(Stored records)
━━━━━━━━━━━━━━━━━━━━
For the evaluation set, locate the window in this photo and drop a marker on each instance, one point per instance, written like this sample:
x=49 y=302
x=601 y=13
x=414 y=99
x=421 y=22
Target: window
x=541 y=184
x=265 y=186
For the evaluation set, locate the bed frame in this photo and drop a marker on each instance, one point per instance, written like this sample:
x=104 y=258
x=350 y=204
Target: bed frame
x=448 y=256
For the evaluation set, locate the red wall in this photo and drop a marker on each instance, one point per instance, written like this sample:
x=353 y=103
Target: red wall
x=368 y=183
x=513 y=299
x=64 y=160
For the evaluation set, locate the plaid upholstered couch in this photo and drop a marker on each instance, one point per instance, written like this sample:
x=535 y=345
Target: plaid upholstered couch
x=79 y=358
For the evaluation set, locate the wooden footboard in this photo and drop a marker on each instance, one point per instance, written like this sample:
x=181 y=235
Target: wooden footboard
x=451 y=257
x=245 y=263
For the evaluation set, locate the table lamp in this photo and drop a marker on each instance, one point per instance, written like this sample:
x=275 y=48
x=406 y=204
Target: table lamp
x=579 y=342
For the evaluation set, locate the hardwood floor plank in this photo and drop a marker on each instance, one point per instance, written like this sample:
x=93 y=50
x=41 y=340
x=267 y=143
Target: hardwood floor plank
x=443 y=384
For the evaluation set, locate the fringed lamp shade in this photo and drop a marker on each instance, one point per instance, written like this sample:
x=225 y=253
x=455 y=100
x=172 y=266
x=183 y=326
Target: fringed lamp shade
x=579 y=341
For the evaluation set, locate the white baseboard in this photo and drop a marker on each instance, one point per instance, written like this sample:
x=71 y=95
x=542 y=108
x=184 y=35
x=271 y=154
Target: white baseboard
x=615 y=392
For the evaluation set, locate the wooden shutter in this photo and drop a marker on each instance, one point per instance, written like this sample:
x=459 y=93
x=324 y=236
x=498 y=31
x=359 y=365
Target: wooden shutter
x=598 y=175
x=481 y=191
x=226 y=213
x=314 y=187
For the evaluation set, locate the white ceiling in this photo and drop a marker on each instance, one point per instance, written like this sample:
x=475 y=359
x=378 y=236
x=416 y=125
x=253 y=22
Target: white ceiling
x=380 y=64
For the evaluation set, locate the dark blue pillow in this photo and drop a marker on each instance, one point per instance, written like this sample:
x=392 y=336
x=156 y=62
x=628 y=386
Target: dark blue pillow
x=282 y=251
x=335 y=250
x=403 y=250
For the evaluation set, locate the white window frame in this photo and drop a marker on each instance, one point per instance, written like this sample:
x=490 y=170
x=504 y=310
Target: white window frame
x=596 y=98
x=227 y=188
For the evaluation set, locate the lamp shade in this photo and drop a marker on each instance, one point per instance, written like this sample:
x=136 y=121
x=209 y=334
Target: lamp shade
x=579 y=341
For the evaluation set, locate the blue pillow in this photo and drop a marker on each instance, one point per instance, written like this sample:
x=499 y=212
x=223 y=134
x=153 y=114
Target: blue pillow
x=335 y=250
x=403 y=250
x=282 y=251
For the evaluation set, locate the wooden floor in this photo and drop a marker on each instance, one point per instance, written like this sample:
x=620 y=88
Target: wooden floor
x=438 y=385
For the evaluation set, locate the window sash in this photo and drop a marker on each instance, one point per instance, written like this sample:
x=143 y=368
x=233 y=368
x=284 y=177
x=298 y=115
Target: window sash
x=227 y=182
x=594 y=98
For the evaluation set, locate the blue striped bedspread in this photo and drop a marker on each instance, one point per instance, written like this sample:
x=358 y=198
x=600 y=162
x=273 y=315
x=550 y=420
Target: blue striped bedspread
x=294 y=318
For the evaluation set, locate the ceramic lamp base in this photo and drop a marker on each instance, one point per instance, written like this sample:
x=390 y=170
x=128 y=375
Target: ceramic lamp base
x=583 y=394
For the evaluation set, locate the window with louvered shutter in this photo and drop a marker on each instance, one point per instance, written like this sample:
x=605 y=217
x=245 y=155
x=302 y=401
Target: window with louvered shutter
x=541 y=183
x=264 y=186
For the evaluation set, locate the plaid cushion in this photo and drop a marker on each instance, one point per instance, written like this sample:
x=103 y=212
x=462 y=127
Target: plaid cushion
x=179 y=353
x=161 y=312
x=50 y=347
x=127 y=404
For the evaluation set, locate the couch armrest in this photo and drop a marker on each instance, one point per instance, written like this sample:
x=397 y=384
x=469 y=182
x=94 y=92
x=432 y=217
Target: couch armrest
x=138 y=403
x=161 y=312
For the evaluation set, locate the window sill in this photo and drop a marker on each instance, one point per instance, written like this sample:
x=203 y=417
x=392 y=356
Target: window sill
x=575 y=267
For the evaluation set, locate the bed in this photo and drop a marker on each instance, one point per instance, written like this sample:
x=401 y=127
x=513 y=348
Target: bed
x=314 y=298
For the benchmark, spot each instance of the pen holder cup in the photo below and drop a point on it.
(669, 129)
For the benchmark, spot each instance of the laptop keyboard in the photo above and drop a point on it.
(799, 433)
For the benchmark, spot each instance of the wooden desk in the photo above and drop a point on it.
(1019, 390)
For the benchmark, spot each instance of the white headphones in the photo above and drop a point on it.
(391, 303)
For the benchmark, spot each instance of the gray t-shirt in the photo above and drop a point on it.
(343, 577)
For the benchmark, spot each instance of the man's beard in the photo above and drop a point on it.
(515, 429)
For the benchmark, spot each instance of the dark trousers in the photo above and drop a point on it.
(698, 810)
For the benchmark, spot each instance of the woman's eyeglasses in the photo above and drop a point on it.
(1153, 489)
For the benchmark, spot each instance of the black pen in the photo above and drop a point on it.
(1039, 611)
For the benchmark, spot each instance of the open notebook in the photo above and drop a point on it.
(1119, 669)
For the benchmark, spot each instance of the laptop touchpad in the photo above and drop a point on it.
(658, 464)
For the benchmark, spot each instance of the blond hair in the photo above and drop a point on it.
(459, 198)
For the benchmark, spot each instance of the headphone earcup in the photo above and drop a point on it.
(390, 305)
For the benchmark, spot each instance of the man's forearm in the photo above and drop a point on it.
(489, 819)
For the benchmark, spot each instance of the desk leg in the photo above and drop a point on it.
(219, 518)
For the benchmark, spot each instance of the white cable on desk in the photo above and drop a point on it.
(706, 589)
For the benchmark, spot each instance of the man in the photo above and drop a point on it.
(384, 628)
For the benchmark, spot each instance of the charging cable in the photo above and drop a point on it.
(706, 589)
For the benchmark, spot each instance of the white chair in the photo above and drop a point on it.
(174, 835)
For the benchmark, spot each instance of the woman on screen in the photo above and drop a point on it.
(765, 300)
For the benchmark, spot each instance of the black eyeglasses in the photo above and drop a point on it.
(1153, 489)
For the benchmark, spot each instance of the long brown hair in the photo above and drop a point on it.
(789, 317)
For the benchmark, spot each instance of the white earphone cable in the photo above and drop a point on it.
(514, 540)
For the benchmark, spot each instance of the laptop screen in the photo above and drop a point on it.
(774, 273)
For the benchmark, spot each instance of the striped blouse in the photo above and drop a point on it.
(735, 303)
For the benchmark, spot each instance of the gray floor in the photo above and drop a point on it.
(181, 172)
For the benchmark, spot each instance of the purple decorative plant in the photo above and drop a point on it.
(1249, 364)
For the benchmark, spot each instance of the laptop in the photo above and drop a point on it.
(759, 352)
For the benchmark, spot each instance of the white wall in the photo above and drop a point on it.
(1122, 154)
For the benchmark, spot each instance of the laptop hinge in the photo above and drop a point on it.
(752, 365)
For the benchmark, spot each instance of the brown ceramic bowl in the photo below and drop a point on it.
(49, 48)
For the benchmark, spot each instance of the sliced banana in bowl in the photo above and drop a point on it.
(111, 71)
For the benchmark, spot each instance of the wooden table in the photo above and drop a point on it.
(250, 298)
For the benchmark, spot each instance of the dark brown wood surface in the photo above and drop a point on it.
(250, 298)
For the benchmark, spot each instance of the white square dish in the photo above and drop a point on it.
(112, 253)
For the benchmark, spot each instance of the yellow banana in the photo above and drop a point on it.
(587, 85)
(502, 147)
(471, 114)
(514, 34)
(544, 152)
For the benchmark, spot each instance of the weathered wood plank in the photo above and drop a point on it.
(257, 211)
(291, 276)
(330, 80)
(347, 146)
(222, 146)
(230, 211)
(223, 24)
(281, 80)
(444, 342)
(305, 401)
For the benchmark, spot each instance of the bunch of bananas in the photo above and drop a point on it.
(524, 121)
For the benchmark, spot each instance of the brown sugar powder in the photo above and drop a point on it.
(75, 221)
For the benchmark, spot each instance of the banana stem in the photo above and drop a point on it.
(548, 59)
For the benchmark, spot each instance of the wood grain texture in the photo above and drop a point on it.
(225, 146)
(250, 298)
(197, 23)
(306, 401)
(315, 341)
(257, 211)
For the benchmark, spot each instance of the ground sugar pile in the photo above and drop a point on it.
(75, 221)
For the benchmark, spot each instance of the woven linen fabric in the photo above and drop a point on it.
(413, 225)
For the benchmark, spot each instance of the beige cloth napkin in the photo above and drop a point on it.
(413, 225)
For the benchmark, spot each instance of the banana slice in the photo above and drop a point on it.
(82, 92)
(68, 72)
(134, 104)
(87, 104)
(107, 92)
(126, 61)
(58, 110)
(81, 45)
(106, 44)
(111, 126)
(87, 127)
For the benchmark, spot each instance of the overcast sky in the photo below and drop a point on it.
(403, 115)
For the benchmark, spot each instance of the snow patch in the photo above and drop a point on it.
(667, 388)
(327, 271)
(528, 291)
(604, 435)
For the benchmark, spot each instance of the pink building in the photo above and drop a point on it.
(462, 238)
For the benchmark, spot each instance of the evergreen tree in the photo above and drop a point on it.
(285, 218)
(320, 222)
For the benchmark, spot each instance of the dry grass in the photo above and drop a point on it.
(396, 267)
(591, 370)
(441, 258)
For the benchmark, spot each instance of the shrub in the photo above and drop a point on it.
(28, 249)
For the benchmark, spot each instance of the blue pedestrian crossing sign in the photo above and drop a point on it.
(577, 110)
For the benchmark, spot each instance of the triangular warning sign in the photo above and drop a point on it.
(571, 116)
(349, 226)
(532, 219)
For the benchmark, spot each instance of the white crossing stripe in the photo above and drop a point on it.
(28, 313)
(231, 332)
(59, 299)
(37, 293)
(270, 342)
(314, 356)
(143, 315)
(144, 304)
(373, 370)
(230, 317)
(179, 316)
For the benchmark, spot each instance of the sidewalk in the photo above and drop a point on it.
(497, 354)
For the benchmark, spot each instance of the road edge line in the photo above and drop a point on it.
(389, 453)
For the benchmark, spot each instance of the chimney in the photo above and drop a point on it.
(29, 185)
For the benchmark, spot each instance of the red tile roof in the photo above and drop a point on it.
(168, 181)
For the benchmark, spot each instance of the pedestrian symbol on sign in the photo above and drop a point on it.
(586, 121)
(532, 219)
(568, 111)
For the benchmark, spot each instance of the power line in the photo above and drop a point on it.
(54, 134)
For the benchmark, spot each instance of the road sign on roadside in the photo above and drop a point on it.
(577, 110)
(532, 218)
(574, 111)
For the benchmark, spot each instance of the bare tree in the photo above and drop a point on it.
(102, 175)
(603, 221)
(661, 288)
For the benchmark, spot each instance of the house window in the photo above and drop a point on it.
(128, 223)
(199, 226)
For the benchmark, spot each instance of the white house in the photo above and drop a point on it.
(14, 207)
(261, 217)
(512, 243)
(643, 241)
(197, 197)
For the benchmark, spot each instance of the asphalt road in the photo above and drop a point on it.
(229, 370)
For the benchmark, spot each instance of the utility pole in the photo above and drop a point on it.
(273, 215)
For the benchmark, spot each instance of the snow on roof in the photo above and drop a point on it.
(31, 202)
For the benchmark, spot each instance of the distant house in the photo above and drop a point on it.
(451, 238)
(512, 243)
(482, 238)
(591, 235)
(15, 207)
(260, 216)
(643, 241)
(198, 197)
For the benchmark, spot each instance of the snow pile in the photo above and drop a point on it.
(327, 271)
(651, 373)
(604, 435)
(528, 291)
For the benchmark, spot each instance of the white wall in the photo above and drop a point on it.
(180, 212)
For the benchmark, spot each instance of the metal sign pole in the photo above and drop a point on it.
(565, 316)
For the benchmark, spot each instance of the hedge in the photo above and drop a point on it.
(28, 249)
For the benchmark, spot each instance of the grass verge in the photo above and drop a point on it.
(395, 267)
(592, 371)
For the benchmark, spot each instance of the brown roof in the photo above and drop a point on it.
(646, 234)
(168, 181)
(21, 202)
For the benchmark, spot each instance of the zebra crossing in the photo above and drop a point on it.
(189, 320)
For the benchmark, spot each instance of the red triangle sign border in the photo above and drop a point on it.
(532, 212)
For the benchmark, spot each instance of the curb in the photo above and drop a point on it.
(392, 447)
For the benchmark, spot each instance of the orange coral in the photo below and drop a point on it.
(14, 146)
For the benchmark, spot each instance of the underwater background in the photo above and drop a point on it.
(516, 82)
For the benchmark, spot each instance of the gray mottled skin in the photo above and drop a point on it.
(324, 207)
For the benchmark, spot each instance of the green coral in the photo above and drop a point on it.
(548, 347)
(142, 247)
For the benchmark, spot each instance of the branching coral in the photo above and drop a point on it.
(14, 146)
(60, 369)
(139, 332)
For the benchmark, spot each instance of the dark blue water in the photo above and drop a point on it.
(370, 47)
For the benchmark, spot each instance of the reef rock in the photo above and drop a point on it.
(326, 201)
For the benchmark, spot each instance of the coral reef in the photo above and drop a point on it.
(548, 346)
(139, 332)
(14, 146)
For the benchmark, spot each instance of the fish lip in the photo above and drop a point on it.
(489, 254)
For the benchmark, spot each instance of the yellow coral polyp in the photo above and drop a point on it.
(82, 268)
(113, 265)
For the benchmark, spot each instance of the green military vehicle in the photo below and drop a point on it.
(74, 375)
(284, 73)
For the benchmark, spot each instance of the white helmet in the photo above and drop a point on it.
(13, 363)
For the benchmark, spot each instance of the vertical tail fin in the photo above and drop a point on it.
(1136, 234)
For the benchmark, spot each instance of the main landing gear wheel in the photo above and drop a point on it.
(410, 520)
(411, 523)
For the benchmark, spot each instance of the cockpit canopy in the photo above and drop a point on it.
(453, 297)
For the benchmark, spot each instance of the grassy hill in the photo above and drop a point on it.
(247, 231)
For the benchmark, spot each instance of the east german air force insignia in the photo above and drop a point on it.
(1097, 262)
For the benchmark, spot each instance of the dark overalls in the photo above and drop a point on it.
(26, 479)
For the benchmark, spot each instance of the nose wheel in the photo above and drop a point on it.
━━━━━━━━━━━━━━━━━━━━
Work required
Give again only the lines starting at the one that contains "For the benchmark, spot each instance of the gray mottled" and running to the end of the data.

Result
For the benchmark, spot each instance of the gray mottled skin in the photo above and drop a point on it.
(324, 207)
For the benchmark, spot each instance of the green coral in the photo above and drop a point on it.
(548, 347)
(142, 247)
For the benchmark, spot each instance of the branching coral in the photo above and drop a point on it.
(14, 146)
(60, 369)
(139, 332)
For the benchmark, spot each instance of the dark blue water in the photo above and drop a point on it.
(370, 47)
For the benchmark, spot each instance of the reef rock in the photo above and drop a point on it.
(326, 201)
For the benchmark, spot each instance of the coral reef in the photo above and drop a point on it.
(548, 346)
(139, 332)
(14, 146)
For the benchmark, spot each instance of the fish lip in the photo above and drop a point on it.
(489, 254)
For the benchmark, spot each instance of the yellow coral polyp in the photo above and drop a point on it.
(82, 268)
(113, 265)
For the benchmark, spot each instance of the green military vehicle in the photo below and drop a point on it.
(74, 375)
(284, 73)
For the benchmark, spot each instance of the white helmet in the photo above and drop a point on it.
(13, 363)
For the benchmark, spot each instance of the vertical tail fin in the photo above and drop a point on it.
(1136, 234)
For the benchmark, spot each instance of the main landing gear wheel in the photo above and drop a point on it.
(410, 520)
(411, 523)
For the benchmark, spot each instance of the cockpit canopy in the photo above and drop a point on it.
(453, 297)
For the benchmark, spot each instance of the grassy hill in the photo above and drop a point on it.
(247, 231)
For the benchmark, spot each instance of the east german air force insignia in the photo above and drop a point on it.
(1097, 262)
For the benchmark, spot each instance of the dark overalls in the photo above and drop a point on it.
(26, 479)
For the benchmark, spot each instance of the nose wheel in the photo above and drop a point on it.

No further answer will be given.